> _Directions_:
Copy all the material that follows, keeping every character the same.

> _Material shown_:
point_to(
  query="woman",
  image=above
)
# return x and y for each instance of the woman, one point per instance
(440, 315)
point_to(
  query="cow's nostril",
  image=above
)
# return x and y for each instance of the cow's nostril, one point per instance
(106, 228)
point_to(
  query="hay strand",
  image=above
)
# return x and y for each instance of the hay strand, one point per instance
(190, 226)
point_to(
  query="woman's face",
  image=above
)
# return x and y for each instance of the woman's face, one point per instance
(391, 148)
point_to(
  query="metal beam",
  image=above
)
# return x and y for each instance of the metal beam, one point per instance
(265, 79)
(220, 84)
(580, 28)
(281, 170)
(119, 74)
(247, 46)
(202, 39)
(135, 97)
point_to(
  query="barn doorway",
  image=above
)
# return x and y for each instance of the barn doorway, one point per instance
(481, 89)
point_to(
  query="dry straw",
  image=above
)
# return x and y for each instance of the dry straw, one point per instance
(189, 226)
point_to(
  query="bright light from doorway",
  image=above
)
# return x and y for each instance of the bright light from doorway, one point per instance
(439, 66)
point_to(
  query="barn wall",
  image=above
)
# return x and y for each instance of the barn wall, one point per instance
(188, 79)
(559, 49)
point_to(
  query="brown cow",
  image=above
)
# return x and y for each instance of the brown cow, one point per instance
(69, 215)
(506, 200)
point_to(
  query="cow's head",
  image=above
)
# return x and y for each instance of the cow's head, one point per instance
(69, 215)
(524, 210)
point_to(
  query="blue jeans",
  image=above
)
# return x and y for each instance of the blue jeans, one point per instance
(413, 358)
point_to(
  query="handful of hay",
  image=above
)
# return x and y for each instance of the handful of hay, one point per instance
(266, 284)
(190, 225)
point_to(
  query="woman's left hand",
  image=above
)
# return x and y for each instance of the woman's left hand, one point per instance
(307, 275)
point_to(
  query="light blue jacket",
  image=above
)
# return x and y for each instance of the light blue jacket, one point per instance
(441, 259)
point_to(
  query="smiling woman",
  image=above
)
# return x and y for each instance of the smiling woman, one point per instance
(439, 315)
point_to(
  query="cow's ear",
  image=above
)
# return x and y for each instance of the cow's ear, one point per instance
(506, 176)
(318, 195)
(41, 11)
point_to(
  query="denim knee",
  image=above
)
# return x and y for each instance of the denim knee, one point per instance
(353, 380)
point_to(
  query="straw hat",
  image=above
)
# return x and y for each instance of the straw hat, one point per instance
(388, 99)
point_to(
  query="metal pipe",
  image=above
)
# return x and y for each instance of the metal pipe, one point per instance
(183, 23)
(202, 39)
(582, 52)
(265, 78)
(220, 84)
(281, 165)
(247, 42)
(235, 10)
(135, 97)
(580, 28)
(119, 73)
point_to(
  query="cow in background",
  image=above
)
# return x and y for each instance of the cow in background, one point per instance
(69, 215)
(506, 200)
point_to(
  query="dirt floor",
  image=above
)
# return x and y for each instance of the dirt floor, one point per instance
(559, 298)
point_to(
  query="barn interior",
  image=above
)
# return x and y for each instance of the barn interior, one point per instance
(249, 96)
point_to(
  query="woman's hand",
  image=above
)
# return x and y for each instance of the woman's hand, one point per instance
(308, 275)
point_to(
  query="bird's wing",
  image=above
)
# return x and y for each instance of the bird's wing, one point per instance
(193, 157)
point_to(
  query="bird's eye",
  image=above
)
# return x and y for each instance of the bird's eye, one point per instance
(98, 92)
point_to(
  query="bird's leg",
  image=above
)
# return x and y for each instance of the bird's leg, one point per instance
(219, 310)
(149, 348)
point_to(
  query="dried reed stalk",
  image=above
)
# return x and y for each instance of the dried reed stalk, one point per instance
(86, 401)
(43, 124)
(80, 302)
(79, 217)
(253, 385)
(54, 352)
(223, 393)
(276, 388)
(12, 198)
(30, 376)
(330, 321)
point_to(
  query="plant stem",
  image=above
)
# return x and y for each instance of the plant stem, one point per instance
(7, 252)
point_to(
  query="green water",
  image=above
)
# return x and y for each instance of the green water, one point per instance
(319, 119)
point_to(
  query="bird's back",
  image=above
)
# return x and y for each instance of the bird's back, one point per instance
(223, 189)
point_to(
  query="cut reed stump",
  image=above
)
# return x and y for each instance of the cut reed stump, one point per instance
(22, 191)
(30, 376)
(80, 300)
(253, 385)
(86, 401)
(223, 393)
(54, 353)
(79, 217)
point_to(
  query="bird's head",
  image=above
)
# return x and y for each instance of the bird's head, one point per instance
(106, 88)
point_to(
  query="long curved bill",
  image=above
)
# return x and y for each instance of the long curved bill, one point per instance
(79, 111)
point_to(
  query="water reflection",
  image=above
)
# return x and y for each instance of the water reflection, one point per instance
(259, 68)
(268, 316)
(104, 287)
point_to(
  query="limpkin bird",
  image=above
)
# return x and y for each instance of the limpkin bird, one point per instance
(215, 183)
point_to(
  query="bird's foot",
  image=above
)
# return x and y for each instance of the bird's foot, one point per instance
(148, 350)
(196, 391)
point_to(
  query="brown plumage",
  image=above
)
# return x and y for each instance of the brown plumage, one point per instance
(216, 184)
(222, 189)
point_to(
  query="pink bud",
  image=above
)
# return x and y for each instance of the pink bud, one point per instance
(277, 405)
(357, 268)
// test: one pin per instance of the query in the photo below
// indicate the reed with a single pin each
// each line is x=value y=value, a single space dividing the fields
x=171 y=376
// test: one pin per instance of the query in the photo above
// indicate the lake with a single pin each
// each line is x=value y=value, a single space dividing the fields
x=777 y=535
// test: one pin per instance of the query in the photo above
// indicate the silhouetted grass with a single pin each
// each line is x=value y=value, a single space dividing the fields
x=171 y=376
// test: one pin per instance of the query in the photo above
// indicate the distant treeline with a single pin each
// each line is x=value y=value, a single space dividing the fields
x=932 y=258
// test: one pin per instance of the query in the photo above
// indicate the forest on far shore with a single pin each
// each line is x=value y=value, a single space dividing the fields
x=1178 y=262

> _Exercise answer_:
point_to(
  query="woman",
  image=above
)
# return x and y for each instance of the woman, one point per instance
(440, 315)
point_to(
  query="cow's nostril",
  image=above
)
# return x and y for each instance of the cow's nostril, one point per instance
(106, 228)
point_to(
  query="hay strand",
  image=above
)
# return x and y for each instance of the hay strand, one point per instance
(190, 226)
point_to(
  query="woman's face",
  image=above
)
# return x and y for each instance of the woman's face, one point per instance
(391, 148)
point_to(
  query="metal beam",
  image=above
)
# return x and y for each instance of the metal beam, one point per instance
(265, 79)
(220, 84)
(580, 28)
(281, 170)
(119, 74)
(247, 46)
(202, 39)
(135, 97)
point_to(
  query="barn doorway",
  image=above
)
# return x and y for each instance of the barn doorway, one point per instance
(481, 89)
point_to(
  query="dry straw",
  image=above
)
# return x and y for each instance of the dry straw, one point per instance
(189, 226)
point_to(
  query="bright light from doorway",
  image=above
)
# return x and y for each instance of the bright light from doorway, one point per instance
(439, 66)
point_to(
  query="barn wall",
  image=above
)
# return x and y for each instance of the barn wall, one point per instance
(188, 79)
(559, 49)
point_to(
  query="brown cow",
  image=above
)
# return x and y for each instance of the brown cow, one point per instance
(69, 215)
(506, 200)
point_to(
  query="cow's head",
  image=above
)
# return x and y for each instance of the cow's head, one point per instance
(69, 215)
(524, 210)
point_to(
  query="blue jeans",
  image=above
)
# return x and y for each instance of the blue jeans, one point per instance
(413, 358)
point_to(
  query="handful of hay",
  image=above
)
# return x and y for each instance of the handful of hay, one point per instance
(266, 284)
(190, 225)
point_to(
  query="woman's left hand",
  image=above
)
# return x and y for each instance of the woman's left hand, one point per instance
(307, 275)
point_to(
  query="light blue jacket",
  image=above
)
# return x and y for each instance of the light blue jacket, one point per instance
(441, 259)
point_to(
  query="smiling woman",
  image=above
)
# return x and y for each instance of the smiling woman, one point per instance
(439, 315)
point_to(
  query="cow's ear",
  image=above
)
# return x and y for each instance of the cow's ear, one point per instance
(506, 176)
(318, 195)
(41, 11)
point_to(
  query="denim knee",
  image=above
)
# return x and y for each instance of the denim knee, one point per instance
(353, 380)
point_to(
  query="straw hat",
  image=above
)
# return x and y for each instance of the straw hat, one point per instance
(388, 99)
point_to(
  query="metal pipe",
  image=above
)
# return x and y for each instance of the metal pipe, one point per instance
(183, 23)
(202, 39)
(582, 52)
(265, 78)
(220, 84)
(281, 165)
(247, 42)
(235, 10)
(135, 97)
(580, 28)
(119, 73)
point_to(
  query="cow in background",
  image=above
)
# return x and y for each instance of the cow in background, one point per instance
(69, 215)
(506, 200)
point_to(
  query="dirt floor",
  image=above
)
# return x and y for each instance of the dirt floor, one point per instance
(559, 298)
point_to(
  query="barn interior",
  image=above
)
# return x and y for each instance of the barn interior, one point per instance
(249, 96)
point_to(
  query="woman's hand",
  image=above
)
# return x and y for each instance of the woman's hand, one point per instance
(308, 275)
point_to(
  query="bird's wing",
  image=above
)
# return x and y for each instance of the bird's wing, one point per instance
(193, 157)
point_to(
  query="bird's eye",
  image=above
)
# return x and y for each instance of the bird's eye, one point per instance
(98, 92)
point_to(
  query="bird's leg",
  image=above
)
# return x and y for each instance of the bird's leg, one point per instance
(219, 310)
(149, 348)
point_to(
  query="dried reed stalk",
  image=above
)
# return x and y for each instance of the dried reed stalk, one point per instance
(86, 401)
(43, 124)
(80, 302)
(79, 217)
(253, 385)
(54, 352)
(223, 393)
(276, 388)
(12, 198)
(30, 376)
(330, 321)
point_to(
  query="plant stem",
  image=above
)
# return x and y for each instance of the plant stem, one point per instance
(7, 252)
point_to(
  query="green water",
  image=above
)
# return x and y for each instance of the green water, one point per instance
(319, 119)
point_to(
  query="bird's back",
  image=above
)
# return x and y for each instance of the bird's back, one point per instance
(223, 189)
point_to(
  query="cut reed stump",
  image=above
)
# return x and y for each instance of the cut reed stump, one point per instance
(22, 191)
(30, 376)
(80, 300)
(253, 385)
(86, 401)
(223, 393)
(54, 353)
(79, 217)
point_to(
  query="bird's head",
  image=above
)
# return x and y for each instance of the bird's head, one point per instance
(106, 88)
point_to(
  query="long curved bill",
  image=above
)
# return x and y for each instance of the long curved bill, one point per instance
(79, 111)
point_to(
  query="water reflection",
  image=above
)
# return x and y for each instance of the water reflection, one point per instance
(259, 68)
(268, 316)
(104, 287)
point_to(
  query="limpkin bird",
  image=above
)
# return x and y for each instance of the limpkin bird, one point per instance
(215, 183)
point_to(
  query="bird's foot",
  image=above
)
# return x and y for each instance of the bird's foot, one point per instance
(148, 350)
(196, 391)
point_to(
  query="brown plumage",
  image=above
)
# return x and y for each instance of the brown plumage, one point per instance
(216, 184)
(222, 189)
point_to(
  query="pink bud",
  image=above
)
# return x and y for each instance of the pink bud, one point per instance
(277, 405)
(357, 268)
// test: one pin per instance of the query in the photo below
// indicate the reed with a single pin each
// each line is x=value y=value, a single space dividing the fields
x=171 y=376
// test: one pin per instance of the query in the photo above
// indicate the lake with a single pin each
// each line is x=value y=value, a single space dividing the fields
x=777 y=535
// test: one pin per instance of the query in the photo above
// indicate the silhouetted grass with a single pin each
// each line is x=value y=value, a single space dividing the fields
x=171 y=376
// test: one pin per instance of the query in the photo above
// indicate the distant treeline with a single pin each
// each line is x=value y=value, a single space dividing the fields
x=932 y=258
// test: one pin per instance of the query in the photo above
// indicate the forest on far shore with a single pin each
// each line is x=value y=value, a single space dividing the fields
x=1178 y=262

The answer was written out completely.